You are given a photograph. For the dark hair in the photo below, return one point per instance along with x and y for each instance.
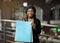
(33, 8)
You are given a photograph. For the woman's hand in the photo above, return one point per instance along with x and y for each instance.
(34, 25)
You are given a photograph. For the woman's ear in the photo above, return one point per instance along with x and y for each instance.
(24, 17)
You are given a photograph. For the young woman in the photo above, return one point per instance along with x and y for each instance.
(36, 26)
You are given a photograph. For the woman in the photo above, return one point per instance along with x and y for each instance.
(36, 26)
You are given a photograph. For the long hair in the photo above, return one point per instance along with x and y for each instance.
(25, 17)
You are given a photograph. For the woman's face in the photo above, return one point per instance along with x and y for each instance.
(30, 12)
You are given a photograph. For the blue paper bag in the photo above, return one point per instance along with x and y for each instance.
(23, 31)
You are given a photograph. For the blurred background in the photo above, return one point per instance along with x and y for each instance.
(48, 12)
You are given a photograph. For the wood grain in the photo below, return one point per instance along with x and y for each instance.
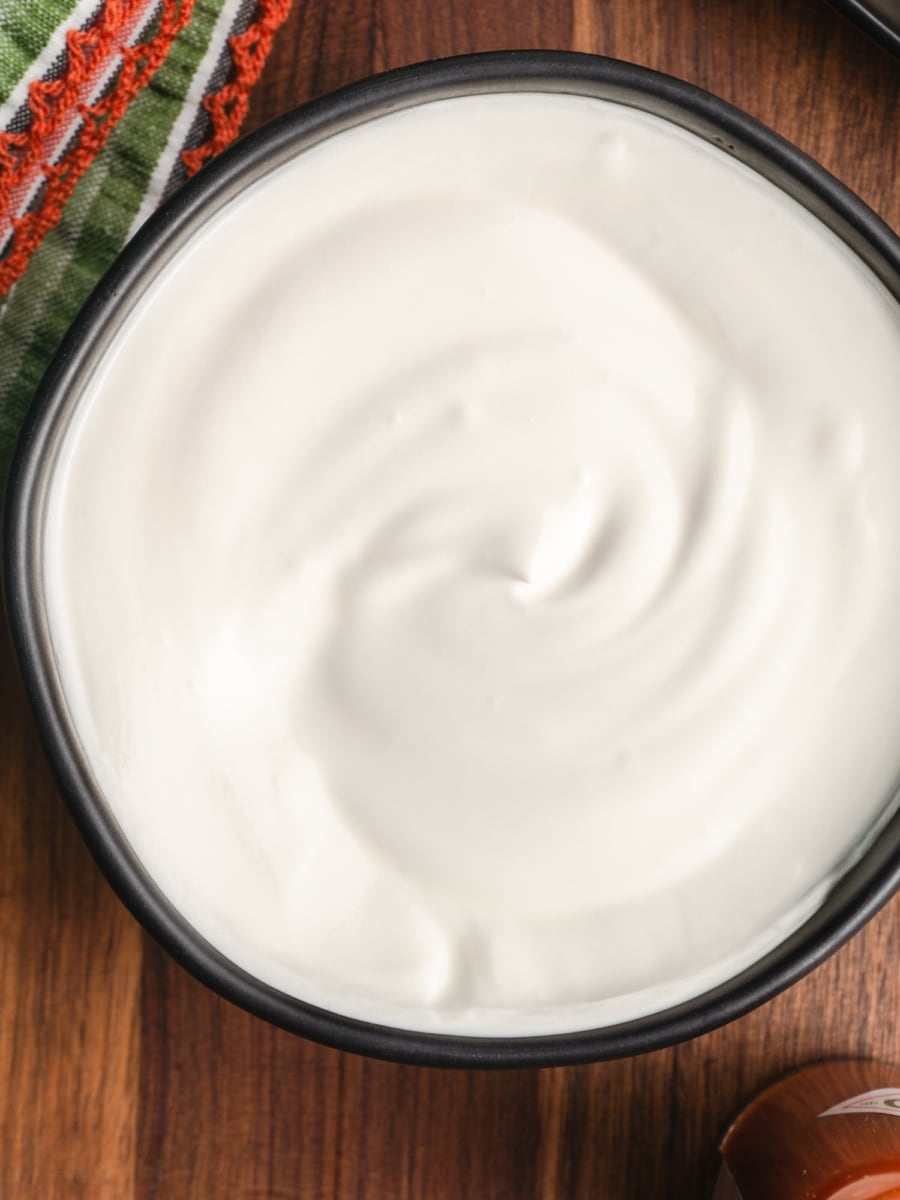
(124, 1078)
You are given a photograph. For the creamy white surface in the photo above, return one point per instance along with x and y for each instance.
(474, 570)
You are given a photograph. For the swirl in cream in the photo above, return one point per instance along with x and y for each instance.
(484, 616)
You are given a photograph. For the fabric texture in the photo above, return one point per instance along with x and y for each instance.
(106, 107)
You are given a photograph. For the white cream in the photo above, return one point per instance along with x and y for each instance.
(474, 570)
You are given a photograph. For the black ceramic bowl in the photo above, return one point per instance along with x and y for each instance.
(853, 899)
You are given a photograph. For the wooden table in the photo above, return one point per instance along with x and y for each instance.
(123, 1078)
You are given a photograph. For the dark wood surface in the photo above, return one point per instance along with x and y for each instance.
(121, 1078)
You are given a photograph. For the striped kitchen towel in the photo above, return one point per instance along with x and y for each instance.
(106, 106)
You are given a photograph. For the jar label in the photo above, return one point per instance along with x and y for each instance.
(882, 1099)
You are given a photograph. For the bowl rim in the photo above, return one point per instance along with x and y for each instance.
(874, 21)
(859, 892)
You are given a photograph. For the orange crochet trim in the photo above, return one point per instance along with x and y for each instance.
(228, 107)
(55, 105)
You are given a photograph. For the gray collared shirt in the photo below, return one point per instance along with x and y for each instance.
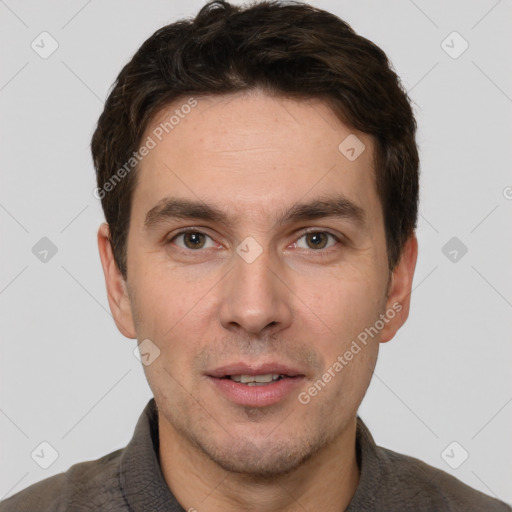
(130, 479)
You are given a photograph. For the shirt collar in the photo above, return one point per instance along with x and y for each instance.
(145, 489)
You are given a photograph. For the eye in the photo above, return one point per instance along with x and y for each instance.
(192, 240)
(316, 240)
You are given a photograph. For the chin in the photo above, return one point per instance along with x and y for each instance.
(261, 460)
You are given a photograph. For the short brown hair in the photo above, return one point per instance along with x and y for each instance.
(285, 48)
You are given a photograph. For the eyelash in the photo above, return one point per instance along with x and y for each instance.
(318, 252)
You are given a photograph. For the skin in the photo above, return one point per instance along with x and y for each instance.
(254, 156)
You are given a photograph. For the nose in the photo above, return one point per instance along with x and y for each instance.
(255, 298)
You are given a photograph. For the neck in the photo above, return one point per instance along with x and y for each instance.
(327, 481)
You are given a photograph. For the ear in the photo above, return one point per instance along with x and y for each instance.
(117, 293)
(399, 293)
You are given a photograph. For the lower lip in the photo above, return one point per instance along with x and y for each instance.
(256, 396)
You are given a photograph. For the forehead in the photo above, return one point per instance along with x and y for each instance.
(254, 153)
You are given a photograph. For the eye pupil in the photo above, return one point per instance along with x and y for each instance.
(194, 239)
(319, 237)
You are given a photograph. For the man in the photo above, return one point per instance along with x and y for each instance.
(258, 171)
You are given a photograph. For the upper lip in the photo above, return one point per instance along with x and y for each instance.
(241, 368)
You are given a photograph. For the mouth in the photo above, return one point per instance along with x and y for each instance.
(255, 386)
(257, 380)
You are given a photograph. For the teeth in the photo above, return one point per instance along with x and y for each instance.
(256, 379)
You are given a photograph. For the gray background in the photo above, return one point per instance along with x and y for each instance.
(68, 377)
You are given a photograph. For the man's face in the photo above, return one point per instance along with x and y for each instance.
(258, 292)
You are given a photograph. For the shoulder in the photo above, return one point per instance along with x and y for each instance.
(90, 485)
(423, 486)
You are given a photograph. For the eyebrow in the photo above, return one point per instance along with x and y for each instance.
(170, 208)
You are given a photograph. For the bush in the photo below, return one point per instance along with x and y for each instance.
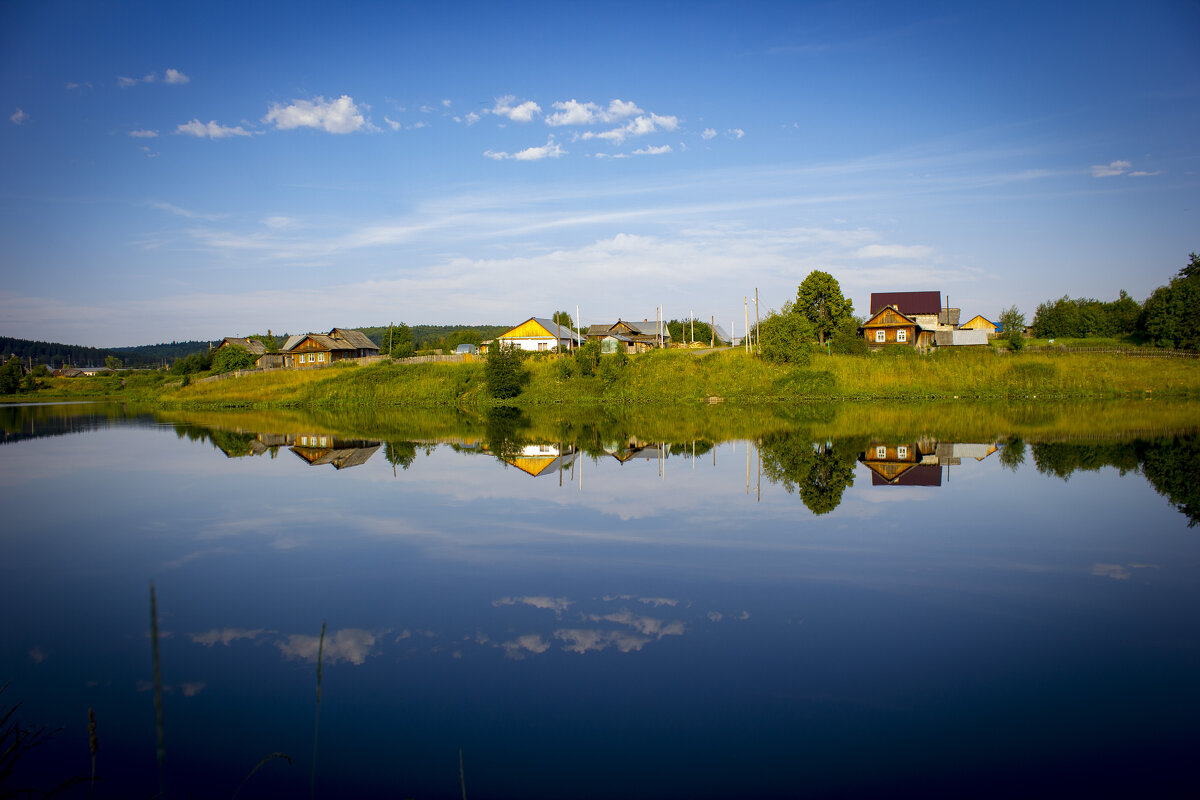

....................

**Assigned task:** Output the records above character for character, but leave each image out.

**Exercise solution:**
You are given a photograph. For the dark hair in the photo below, return one point per instance along with x and y for each instance.
(33, 8)
You are given a photograph. For the woman's hand in the photo above, return one point per instance along with x and y for each instance.
(34, 25)
You are given a photograph. For the woman's ear in the photo above, return one point per instance along with x and y for each instance.
(24, 17)
You are given a photograph. For the young woman in the photo above, return one point per instance along with x and y for each instance.
(36, 26)
You are given a photograph. For the woman in the photo above, return one point per instance along with x and y for each instance.
(36, 26)
You are given a photograph. For the long hair in the photo above, return one point per instance along with x and y for each instance.
(25, 17)
You are given a photograph. For the woman's face in the photo above, return one point per instance along with x and y for each instance.
(30, 12)
You are given a photograph. For the blue paper bag in the photo above, return one point per instance along with x and y for each instance.
(23, 31)
You are given a photograph. For the blurred background in the photo above, return one point per instance along with x and y for each instance.
(48, 12)
You are given a photograph. For the wood grain in the photo below, return one point per instance along with x and y for each instance.
(124, 1078)
You are given a photograph. For the creamy white surface in the photo above, return one point per instance along with x and y for each instance.
(474, 570)
You are given a photograph. For the swirl in cream in the photo above, return one point per instance along with x and y for each instance.
(484, 616)
You are given a photograph. For the fabric texture in the photo above, return one point per instance along with x and y for each instance.
(106, 107)
You are given a photograph. For the white cream in the photo above, return one point per instance along with x and y for each instance.
(474, 570)
You are given a photograph. For the black ceramic bowl in the photo above, return one point per instance along with x and y for each instance.
(853, 899)
You are given a photograph. For the wooden table in the photo above, return one point per instance along with x and y for each instance.
(123, 1078)
You are given a photograph. For the dark wood surface in the photo above, return one point per instance along with x and y for each instance.
(121, 1078)
You are given a photograph. For the striped kitchen towel in the photo above, return one point per instance along with x and y for each instance.
(106, 106)
You are given a photograph. For the jar label in the photo above, return one point per instance along with x and y for each instance.
(882, 1099)
You are given a photograph. For the bowl rim in the photo above, return one point per instance along with x and y for each instance.
(874, 21)
(859, 892)
You are given a photograph. For the orange crochet trim in the photo above, return one point per instance along with x and y for each instance.
(228, 107)
(55, 105)
You are given a photograph. For the gray collared shirt in the photo below, return one point per instance along with x and y for each instance.
(130, 479)
You are given a photograph. For the shirt collar in the photo above, return one point per instance along with x and y for each instance.
(145, 489)
You are given a photograph. For the eye in the photo above, return one point per instance along with x and y for each instance.
(192, 240)
(316, 240)
You are given a photograph. For the chin in the photo above, return one point per instance along with x and y for each instance.
(261, 460)
You are given a photograph. For the short brown hair in the photo above, return one point per instance along with x and y for each instance.
(285, 48)
You are given a photograph. For the eyelash in the photo above, return one point per instance along with x and y for each instance.
(318, 252)
You are given a photograph. For the skin in the photo above, return one point per instance along with x and y for each instance.
(254, 156)
You are given a photograph. For the nose in the photo above, return one point per instance along with x and y for each instance.
(255, 298)
You are given a photograph. For the neck in the photo above, return one point per instance along with x and y for each instance.
(327, 481)
You are given a photograph. For the ear in the photo above, return one point per instance along with x and y for each instance.
(117, 293)
(399, 293)
You are given a photograph. For the lower lip in the photo above, return one point per instance along with x and y for each instance.
(256, 396)
You are given a photograph. For the forehead in the photo above, return one point per instance along with x and y for each instance.
(254, 153)
You are given a photograph. For the eye pupil in the photo above, return one point per instance along with x and y for each instance.
(194, 239)
(319, 237)
You are given a photograph. For the man in the photo above, return one point per instance along with x and y for each instance.
(258, 171)
You are given a photograph. For the upper lip in the photo above, return one point per instance along with x and y for each instance.
(241, 368)
You are given a photograph. For the mouth in the photo above, return one point per instance along with x and y for each instance.
(255, 386)
(257, 380)
You are given a photograph. For the teeth in the photo above, return one point per instance along with x and y for each instance.
(256, 379)
You are given a photograph. For the gray background in the photo above, return one point per instance along with x and y for each instance.
(68, 377)
You are given a photograph. For the man's face in the photo above, return one point per instance along with x and y for each instance.
(258, 292)
You are given a photograph. For the shoulder in the photo above, return one point per instance along with x and y for each instance.
(90, 485)
(423, 486)
You are given a photograph. For the eyebrow in the photo above, return one point per instance along with x and y for each instance.
(170, 208)
You are given a photograph. For the bush in the photo below, return one point per instance along with x and y for each instance.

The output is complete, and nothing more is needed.